EXERCISE REQUIREMENTS: Rewrite the listing below with every "with a pin" changed to "with a dot" and all other text left as is. Leave the pictures out.

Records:
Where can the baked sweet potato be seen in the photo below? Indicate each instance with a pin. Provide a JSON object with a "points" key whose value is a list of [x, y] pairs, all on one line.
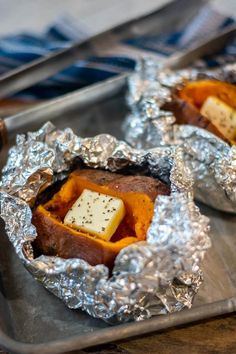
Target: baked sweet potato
{"points": [[138, 194], [187, 103]]}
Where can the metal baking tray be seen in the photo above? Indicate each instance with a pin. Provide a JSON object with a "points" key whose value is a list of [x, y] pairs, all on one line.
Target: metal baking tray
{"points": [[32, 320]]}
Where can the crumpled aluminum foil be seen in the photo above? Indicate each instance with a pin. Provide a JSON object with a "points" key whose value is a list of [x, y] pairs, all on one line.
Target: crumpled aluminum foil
{"points": [[155, 276], [212, 161]]}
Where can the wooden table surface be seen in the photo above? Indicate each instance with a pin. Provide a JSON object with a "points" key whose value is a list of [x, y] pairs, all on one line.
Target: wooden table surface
{"points": [[215, 336]]}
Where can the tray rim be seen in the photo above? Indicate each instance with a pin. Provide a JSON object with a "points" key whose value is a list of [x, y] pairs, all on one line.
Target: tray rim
{"points": [[110, 334]]}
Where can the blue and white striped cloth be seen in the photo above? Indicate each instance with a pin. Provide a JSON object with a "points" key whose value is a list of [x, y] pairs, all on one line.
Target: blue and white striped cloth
{"points": [[23, 48]]}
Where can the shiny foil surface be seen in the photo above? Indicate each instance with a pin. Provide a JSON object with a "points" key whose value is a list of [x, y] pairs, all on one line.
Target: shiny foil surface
{"points": [[211, 161], [156, 276]]}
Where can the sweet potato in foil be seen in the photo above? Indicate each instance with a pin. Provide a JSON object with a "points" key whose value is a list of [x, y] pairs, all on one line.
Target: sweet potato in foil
{"points": [[188, 102], [57, 239]]}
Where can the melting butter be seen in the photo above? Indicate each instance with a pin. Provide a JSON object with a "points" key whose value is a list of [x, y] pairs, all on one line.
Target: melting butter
{"points": [[96, 213]]}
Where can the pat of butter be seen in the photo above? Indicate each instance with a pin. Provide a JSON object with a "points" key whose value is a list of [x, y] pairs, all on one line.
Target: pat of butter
{"points": [[221, 115], [96, 213]]}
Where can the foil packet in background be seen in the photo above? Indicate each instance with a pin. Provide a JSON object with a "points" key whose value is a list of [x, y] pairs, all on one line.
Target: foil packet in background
{"points": [[156, 276], [212, 161]]}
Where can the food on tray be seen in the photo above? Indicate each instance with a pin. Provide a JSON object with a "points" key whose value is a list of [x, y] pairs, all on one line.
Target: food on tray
{"points": [[95, 214], [208, 104]]}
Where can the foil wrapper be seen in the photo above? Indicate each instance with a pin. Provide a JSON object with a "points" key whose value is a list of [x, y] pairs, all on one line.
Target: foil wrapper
{"points": [[211, 161], [156, 276]]}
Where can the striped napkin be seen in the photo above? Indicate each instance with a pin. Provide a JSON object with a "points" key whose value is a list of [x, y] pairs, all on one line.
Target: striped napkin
{"points": [[22, 48]]}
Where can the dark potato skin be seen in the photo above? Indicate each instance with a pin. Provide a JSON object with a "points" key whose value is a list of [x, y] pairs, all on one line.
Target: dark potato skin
{"points": [[186, 113], [56, 239], [97, 176], [143, 184]]}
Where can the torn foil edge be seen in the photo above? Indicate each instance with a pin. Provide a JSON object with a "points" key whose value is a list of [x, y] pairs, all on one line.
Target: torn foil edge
{"points": [[156, 276], [211, 161]]}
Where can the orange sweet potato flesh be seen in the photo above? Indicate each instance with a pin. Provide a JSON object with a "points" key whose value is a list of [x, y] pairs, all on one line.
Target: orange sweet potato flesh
{"points": [[196, 92], [55, 238], [187, 102]]}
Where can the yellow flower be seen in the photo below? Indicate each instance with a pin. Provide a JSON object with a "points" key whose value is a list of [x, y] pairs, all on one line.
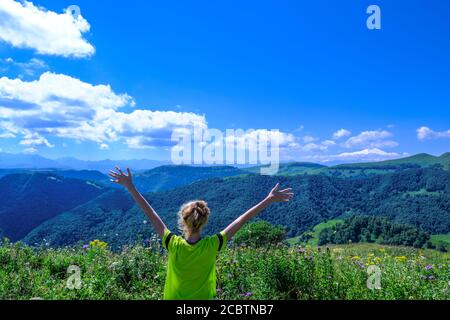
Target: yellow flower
{"points": [[98, 244], [401, 258]]}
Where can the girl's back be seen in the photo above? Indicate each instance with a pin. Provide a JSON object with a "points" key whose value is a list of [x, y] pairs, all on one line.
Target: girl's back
{"points": [[191, 270]]}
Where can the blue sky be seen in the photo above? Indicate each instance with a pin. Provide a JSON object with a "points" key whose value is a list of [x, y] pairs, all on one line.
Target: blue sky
{"points": [[307, 68]]}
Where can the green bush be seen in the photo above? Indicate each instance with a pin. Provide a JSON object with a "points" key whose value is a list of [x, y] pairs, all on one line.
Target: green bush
{"points": [[259, 234]]}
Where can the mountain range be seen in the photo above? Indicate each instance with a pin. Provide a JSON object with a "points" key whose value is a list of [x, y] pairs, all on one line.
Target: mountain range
{"points": [[65, 206]]}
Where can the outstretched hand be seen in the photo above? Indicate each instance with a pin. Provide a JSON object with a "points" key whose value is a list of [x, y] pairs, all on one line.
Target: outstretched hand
{"points": [[277, 195], [121, 178]]}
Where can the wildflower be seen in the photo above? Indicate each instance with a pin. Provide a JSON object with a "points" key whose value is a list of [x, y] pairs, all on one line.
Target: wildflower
{"points": [[401, 258], [98, 244]]}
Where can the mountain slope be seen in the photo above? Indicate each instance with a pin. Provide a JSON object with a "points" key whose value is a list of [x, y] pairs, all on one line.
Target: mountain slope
{"points": [[29, 199], [291, 168], [169, 177], [420, 197], [419, 160]]}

SOLVED PROBLEM:
Where can the baked sweet potato be seen in the photo below? Indicate each instance with a dot. Provide a JSON object with a "points" key whose value is a list of [x, y] pairs, all on one line.
Target: baked sweet potato
{"points": [[138, 194], [187, 103]]}
Where can the metal baking tray be seen in the photo above? Indicate each instance with a dot. Provide a JSON object with a "points" key whose value is a list of [x, y] pairs, all on one line.
Target: metal baking tray
{"points": [[32, 320]]}
Where can the crumpled aluminum foil be seen in the photo above? Indicate each instance with a dot. Provide a JSON object with a "points" key whose value is a list of [x, y] pairs, all on one line.
Target: crumpled aluminum foil
{"points": [[155, 276], [212, 161]]}
Where can the wooden table surface be seen in the photo above? Indicate each instance with a dot. Provide a JSON object with a "points" key whose value is a list of [x, y] pairs, all on one line.
Target: wooden table surface
{"points": [[215, 336]]}
Where can the tray rim be seen in the photo above? Indicate each instance with a dot. Provide a JSON object with a "points" key whose value is a list of [x, y] pairs, all on one line.
Target: tray rim
{"points": [[110, 334]]}
Where can the blue and white striped cloth be seen in the photo above? Indicate each instance with a dot. Provide a JSON object with a "points" key whose value is a list of [x, y] pairs, all on one line.
Target: blue and white striped cloth
{"points": [[23, 48]]}
Where can the shiny foil surface be seen in the photo above? Indicate each instance with a dot. Provide a JSON object with a "points" key whose value is a list of [x, y] pairs, all on one line.
Target: shiny foil surface
{"points": [[211, 161], [156, 276]]}
Where can the sweet potato in foil be seen in the photo above? Indicate each instance with a dot. Provide a JSON object with a "points" key whose value is a list of [x, y] pairs, all on one line.
Target: sweet potato in foil
{"points": [[188, 102], [57, 239]]}
Where can the melting butter be seen in the photo above? Indicate each instance with a dot. Provide a JSON object with a "points" key whose value is a list of [x, y] pairs, all on one line.
Target: melting butter
{"points": [[96, 213]]}
Where can the pat of butter be seen in the photo above? Indicate each instance with a dot. Provide a JSON object with a "points" key whose value is a list of [x, y] pairs, all on one line.
Target: pat of butter
{"points": [[221, 115], [96, 213]]}
Where can the foil packet in background be seen in the photo above? Indicate each instance with a dot. Provide a JSON object with a "points" key whose value is a list of [x, y] pairs, all on one line.
Target: foil packet in background
{"points": [[156, 276], [212, 161]]}
Where can the food on tray be seen in the photo above? Indicate each instance with a dot. Provide a JSON object with a "points" key whose value is a list of [x, y] pairs, all on one line.
Target: food on tray
{"points": [[95, 214], [208, 104]]}
Where can the foil wrapper be seen in the photo above? Indicate each instance with a dot. Provide a JSON object with a "points" key whose value is a list of [x, y] pairs, all on one line.
Target: foil wrapper
{"points": [[211, 161], [156, 276]]}
Where can the striped napkin be seen in the photo above? Indicate each instance with a dot. Provide a JSON object with a "points" key whose value is a list of [x, y] pairs, all on one line.
Target: striped napkin
{"points": [[22, 48]]}
Where can the dark potato skin be seen in the photo above? Indicate each instance with a dot. Provide a JSON object with a "points" key whose value is a list of [x, y] pairs, all on one line.
Target: dark potato skin
{"points": [[186, 113], [56, 239], [97, 176], [143, 184]]}
Where can the torn foil edge be seen in the photo above? Indicate each instance with a dot. Provide a JSON object with a "points" key whose value is a list of [x, y] pairs, all on one line.
Target: torn foil edge
{"points": [[156, 276], [211, 161]]}
Where can the orange sweet potato flesh be seen in the photo above? Indicate each instance with a dot. Provide a JSON object with a "points" key whose value is a list of [x, y] pairs, all on one line.
Target: orange sweet potato flesh
{"points": [[196, 92], [55, 238], [187, 102]]}
Where can the yellow flower be seen in the photo below? Indicate each instance with a dot. Provide a JSON object with a "points" key whose value is a list of [x, y] pairs, all on one line.
Target: yellow flower
{"points": [[98, 244], [401, 258]]}
Where can the girl's back be seen in the photo above? Indicate each instance with a dot. Provide a JSON object with a "points" key whose value is a list of [x, y] pairs, all on one line.
Target: girl's back
{"points": [[191, 270]]}
Where can the blue sky be seen in the photo above? Indicate each instance with a dot. Provide a JSON object with a "points" key whose value is a list of [x, y] pairs, all on one line.
Target: blue sky
{"points": [[307, 68]]}
Where can the green bush be seen in the photo above? Indicate each instance with a dot. Provide a JSON object with a "points" key whose value is a list of [x, y] pairs, all on one line.
Target: green bush
{"points": [[259, 234]]}
Where can the mountain range be seen in the photo above? Indicate each instance with a dot. Provide a JSON object with a "points" key whose value is a list of [x, y] pairs, all on one line.
Target: mountain range
{"points": [[65, 206]]}
Where can the outstretched hand be seen in the photo above? Indicate each instance with a dot. Provide a JSON object with a "points" key whose value is a list of [x, y] pairs, all on one line.
Target: outstretched hand
{"points": [[277, 195], [121, 178]]}
Where can the wildflower be seen in the photo above? Indicate each instance with a dot. Provide a JSON object with a "points" key whose value is a list of [x, y] pairs, all on one line.
Target: wildflower
{"points": [[401, 258], [98, 244]]}
Where can the mountain slope be seen in the photo above? Indicate each instance with a dot. Provide a JSON object with a "points" key whose value is a list of [x, y] pairs, all on one line.
Target: mountain slope
{"points": [[29, 199], [291, 168], [169, 177], [420, 197], [419, 160]]}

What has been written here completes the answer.